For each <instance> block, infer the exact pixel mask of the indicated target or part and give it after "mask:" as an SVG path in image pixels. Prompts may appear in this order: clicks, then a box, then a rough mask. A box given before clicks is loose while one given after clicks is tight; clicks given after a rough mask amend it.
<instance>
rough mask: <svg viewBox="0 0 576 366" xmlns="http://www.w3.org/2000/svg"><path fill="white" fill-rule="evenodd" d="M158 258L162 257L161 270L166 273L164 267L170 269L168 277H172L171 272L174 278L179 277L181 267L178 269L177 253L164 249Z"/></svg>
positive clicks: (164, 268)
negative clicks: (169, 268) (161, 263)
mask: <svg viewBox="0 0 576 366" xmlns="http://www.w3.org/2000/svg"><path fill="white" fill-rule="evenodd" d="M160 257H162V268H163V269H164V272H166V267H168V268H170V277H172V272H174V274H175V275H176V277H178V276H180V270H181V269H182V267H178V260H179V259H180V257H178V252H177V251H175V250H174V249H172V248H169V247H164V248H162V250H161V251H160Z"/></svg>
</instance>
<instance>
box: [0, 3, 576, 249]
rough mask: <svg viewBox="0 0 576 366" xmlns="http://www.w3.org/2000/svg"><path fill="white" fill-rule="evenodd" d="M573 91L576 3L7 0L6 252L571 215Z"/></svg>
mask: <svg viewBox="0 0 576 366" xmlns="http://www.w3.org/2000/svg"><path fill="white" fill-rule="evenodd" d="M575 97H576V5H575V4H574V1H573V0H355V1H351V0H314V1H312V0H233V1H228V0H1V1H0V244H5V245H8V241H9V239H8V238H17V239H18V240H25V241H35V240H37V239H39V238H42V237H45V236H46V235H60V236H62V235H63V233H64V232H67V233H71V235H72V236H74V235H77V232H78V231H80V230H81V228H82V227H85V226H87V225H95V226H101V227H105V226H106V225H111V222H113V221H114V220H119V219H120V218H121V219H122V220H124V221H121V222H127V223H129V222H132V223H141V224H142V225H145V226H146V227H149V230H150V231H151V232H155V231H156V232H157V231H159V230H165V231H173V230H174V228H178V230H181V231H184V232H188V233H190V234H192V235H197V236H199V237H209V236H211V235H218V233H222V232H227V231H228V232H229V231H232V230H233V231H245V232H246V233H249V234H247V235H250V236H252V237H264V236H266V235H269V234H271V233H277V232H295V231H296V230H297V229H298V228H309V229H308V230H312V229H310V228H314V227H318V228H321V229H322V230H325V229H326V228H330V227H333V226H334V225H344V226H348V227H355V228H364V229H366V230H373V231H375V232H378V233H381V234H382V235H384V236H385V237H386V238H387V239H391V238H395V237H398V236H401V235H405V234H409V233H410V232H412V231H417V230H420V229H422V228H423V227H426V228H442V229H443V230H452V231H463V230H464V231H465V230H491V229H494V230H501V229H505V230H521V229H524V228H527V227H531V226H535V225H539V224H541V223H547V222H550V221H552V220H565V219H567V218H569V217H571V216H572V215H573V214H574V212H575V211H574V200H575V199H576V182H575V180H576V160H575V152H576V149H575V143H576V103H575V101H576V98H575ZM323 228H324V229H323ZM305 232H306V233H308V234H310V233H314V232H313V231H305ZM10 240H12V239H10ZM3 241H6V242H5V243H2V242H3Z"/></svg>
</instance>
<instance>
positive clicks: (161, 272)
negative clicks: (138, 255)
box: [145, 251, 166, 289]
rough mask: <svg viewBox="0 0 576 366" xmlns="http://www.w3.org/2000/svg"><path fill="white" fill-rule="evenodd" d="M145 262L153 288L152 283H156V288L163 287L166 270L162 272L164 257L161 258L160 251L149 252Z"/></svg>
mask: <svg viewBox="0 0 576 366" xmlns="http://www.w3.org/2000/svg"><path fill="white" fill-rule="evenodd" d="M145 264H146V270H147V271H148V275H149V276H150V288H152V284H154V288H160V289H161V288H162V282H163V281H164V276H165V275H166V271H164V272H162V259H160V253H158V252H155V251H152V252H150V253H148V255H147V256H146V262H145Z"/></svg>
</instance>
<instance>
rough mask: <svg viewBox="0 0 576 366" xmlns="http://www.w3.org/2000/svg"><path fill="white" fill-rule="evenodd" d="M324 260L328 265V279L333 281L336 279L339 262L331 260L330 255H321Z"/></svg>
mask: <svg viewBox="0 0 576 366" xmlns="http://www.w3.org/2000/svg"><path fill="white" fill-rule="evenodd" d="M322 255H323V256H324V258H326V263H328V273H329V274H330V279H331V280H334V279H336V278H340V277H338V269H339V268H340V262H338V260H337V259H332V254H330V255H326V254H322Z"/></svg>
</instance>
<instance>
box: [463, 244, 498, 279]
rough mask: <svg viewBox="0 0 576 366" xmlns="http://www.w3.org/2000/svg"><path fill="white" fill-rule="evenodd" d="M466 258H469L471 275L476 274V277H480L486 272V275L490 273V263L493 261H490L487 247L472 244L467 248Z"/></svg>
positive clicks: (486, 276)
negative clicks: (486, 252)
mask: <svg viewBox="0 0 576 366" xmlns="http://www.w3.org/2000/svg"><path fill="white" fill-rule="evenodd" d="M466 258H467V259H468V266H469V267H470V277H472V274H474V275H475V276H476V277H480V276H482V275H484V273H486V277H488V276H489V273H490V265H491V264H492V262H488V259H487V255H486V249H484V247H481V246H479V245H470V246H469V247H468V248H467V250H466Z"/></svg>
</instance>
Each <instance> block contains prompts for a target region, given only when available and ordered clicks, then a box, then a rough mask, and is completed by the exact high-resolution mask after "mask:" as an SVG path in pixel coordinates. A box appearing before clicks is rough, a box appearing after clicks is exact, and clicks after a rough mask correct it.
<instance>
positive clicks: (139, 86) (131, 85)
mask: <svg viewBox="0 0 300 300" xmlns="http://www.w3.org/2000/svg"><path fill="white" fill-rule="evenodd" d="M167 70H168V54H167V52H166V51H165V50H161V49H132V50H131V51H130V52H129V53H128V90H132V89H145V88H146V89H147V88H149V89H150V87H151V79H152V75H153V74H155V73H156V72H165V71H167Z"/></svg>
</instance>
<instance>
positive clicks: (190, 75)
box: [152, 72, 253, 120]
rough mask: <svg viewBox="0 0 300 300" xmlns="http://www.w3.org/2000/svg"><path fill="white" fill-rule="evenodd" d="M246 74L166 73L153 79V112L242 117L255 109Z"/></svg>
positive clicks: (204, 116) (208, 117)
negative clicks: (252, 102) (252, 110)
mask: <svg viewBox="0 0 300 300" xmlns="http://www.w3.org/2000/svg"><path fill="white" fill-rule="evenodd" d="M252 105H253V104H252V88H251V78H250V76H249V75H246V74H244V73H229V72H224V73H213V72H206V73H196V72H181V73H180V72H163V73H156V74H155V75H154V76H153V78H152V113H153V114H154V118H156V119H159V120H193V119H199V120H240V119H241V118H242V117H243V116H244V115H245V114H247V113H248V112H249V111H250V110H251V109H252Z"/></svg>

* * *

How many lines in the records above contain the string "positive"? Reply with the number alone.

**SOLVED PROBLEM**
6